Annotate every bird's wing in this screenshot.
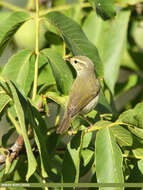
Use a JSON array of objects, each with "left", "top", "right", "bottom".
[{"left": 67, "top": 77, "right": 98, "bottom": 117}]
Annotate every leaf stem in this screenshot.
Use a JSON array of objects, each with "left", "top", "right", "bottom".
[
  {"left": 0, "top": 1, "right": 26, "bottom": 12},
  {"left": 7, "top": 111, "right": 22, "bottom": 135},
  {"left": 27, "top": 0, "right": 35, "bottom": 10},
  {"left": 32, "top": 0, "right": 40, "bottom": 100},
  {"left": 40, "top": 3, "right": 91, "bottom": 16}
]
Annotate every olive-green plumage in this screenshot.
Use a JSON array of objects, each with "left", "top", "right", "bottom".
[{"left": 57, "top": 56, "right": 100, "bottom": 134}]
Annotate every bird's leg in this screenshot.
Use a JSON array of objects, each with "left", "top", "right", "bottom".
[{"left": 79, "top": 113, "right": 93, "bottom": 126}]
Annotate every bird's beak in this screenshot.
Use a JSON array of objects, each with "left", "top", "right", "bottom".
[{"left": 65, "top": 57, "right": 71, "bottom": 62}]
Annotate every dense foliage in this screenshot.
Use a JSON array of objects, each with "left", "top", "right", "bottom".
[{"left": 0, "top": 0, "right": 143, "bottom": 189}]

==

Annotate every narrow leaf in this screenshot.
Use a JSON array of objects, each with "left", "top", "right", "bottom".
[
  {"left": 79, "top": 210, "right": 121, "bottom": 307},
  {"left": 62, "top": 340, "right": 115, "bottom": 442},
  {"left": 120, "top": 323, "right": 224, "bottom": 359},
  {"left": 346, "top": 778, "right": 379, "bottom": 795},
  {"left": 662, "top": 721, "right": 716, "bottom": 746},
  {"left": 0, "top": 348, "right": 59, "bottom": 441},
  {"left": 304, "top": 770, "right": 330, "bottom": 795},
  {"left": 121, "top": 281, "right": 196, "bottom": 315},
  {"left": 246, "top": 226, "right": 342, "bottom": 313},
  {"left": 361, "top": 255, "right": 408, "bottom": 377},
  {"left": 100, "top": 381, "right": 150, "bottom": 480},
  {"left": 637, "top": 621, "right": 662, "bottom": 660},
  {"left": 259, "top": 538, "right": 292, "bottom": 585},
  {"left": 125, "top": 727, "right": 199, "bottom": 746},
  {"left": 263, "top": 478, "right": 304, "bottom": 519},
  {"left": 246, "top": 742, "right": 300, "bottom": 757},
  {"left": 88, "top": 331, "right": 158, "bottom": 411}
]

◆ Exercise instructions ◆
Pick out every line in the entries above that contains the word "Annotate", and copy each of those lines in full. Case matters.

◆ Answer to this exercise ◆
Annotate every bird's wing in this screenshot.
Annotate every leaf stem in this screenshot.
Annotate every olive-green plumage in this screenshot.
Annotate every bird's leg in this screenshot.
Annotate every bird's beak in this screenshot.
Annotate every dense foliage in this screenshot.
Annotate every narrow leaf in this screenshot.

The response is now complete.